12 Outubro 2022
"A grande contribuição de Saramago para o diálogo interdisciplinar entre teologia e literatura não reside exclusivamente no que escreve sobre Deus. Diria que o aspecto mais significativo é a maneira como sua escrita ilumina o enigma humano", escreve José Tolentino Mendonça, cardeal português, bibliotecário e prefeito do Dicastério do Vaticano para a Cultura e a Educação[1], em artigo publicado por Lettura, 09-10-2022. A tradução é de Luisa Rabolini.
Falando de José Saramago, começaria pela recuperação do que escreve Walter Benjamin sobre a “hora da legibilidade” de uma obra ou de um autor, que não coincide necessariamente com seu momento histórico original. Benjamin argumenta que a natureza histórica das imagens não apenas diz que elas pertencem a uma época específica, mas sobretudo que elas se tornam legíveis em uma época específica, em muitos casos diferente das circunstâncias de sua produção.
Eu, que sou um leitor entusiasta de Saramago - e naturalmente no centro do meu interesse está também a problematização do fato religioso que ele enseja - pergunto-me muitas vezes como será lido, desse ponto de vista, no futuro. A primeira recepção de Saramago, muito condicionada pelas suas tomadas de posição públicas, insistia naquela que parecia ser uma profissão explícita de ateísmo, e definia o projeto literário do Nobel português sobretudo como uma "antiteodiceia", como um claro processo de "desteologização", do fato judaico-cristão, como uma "antiépica" de Deus.
Por exemplo, o topos religioso e bíblico é continuamente convocado por ele - tomamos títulos como O Evangelho segundo Jesus Cristo ou Caim -, mas se quiséssemos pensar sua literatura como um locus theologicus, seria sempre ao contrário, transformando o vitral devoto em um quebra-cabeça corrosivo, através da crítica sistemática, da tomada de distância e da paródia.

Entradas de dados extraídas
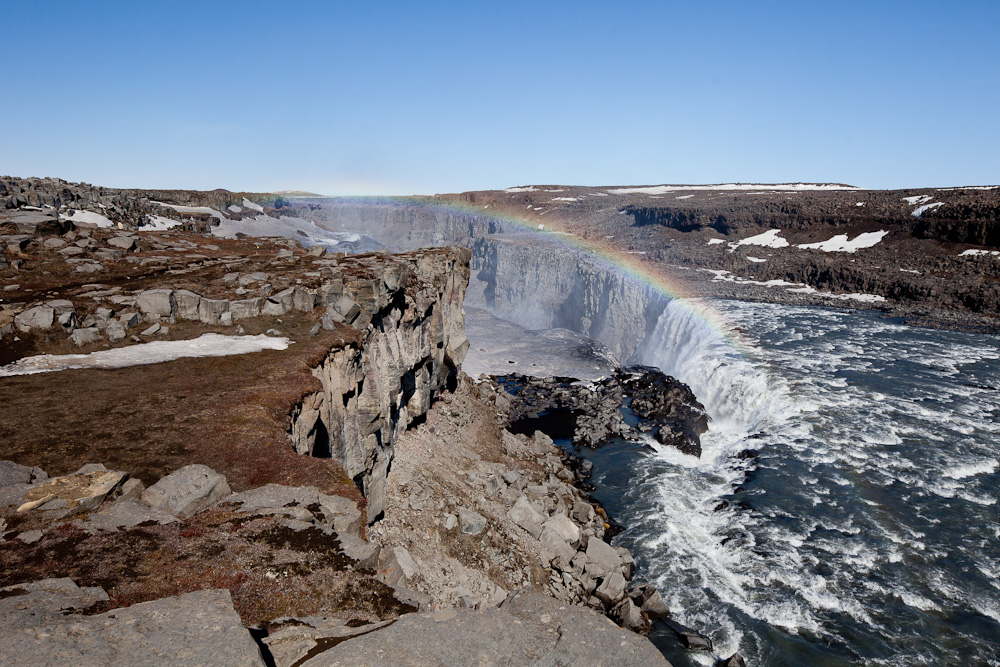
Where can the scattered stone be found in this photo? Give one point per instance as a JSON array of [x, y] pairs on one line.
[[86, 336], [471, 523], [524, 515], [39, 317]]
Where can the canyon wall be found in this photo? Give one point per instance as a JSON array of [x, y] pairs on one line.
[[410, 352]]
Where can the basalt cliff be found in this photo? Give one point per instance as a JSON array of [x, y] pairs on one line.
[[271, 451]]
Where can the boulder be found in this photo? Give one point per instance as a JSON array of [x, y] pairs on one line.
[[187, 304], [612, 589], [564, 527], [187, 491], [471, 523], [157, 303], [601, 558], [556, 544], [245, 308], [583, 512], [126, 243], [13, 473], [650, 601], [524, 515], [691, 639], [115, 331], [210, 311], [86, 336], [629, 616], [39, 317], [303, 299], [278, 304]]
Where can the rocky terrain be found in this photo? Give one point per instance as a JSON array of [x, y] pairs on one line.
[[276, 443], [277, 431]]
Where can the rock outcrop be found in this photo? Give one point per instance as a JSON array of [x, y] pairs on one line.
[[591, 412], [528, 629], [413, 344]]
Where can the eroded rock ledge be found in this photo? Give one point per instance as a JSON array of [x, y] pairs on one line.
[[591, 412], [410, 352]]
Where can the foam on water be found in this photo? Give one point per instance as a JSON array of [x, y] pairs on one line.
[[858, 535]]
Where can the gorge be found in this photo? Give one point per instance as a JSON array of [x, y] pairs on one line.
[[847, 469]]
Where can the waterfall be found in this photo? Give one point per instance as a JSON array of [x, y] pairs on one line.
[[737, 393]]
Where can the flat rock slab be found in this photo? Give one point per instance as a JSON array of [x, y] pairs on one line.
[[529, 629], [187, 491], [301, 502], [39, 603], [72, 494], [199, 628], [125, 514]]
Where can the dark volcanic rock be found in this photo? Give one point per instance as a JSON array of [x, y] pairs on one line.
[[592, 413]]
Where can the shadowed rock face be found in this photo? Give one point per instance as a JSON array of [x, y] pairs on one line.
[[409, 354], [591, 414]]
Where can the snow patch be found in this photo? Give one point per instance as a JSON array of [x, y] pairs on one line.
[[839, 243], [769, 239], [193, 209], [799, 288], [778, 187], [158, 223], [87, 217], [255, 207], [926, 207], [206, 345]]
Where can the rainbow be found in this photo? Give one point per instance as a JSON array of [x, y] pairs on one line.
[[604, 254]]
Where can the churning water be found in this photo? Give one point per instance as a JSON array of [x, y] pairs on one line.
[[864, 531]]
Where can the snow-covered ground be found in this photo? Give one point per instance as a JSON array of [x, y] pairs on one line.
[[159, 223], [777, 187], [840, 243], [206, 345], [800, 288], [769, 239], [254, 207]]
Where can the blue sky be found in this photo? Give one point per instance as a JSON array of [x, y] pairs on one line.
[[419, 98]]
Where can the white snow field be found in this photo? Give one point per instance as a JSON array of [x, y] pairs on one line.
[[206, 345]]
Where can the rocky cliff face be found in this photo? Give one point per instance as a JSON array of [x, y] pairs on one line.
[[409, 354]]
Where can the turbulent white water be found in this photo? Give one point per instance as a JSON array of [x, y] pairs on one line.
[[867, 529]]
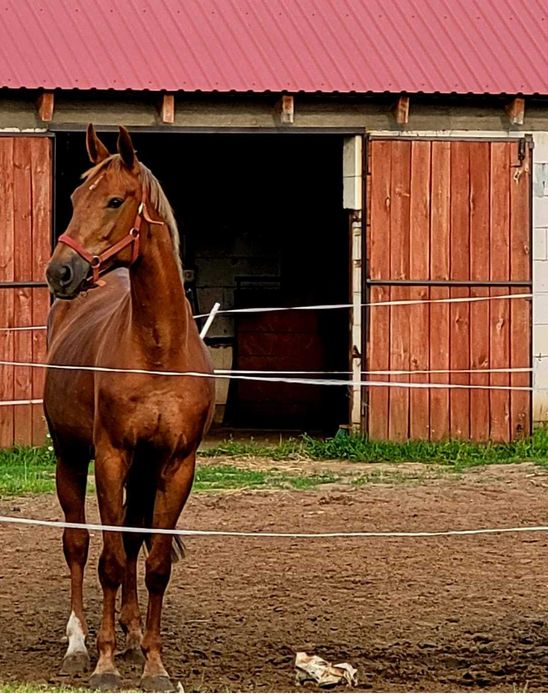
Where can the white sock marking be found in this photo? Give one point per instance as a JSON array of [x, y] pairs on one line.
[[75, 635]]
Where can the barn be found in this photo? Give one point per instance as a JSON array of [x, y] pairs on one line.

(O QUE SE PEDE):
[a] Que expressão de Walter Benjamin o texto sobre Saramago retoma para falar de uma obra ou de um autor?
[b] Escreva a continuação do texto sobre Saramago, começando logo depois da última frase.
As linhas são um material à parte, sem ligação com o texto sobre Saramago.

(RESPOSTAS):
[a] A "hora da legibilidade".

[b]
O Evangelho segundo Jesus Cristo
Parênteses: esse ateísmo de Saramago está longe de ser classificado, pelo leitor religioso, tout court como desprovido de interesse, pois, como se recomenda na Constituição conciliar Gaudium et spes, os crentes são chamados a fazer um exame sério das causas da negação de Deus. Os questionamentos que Saramago coloca são duros, mas também o são as perguntas daquele questionador rebelde que é Jó, e o quase niilista Eclesiastes.
Caim
Em todo caso, não se pode deixar de ver como coexiste no autor uma espécie de subtexto espiritual clandestinamente operante que percorre toda a sua narrativa. Como evidencia a crítica recente - por exemplo, de Manuel Frias Martins a Piero Boitani entre outros -, há mais mistérios entre Saramago e Deus do que se possam ver. Se isso for verdade, podemos dizer que a crítica do escritor se exerce mais sobre as representações de Deus do que sobre o próprio Deus.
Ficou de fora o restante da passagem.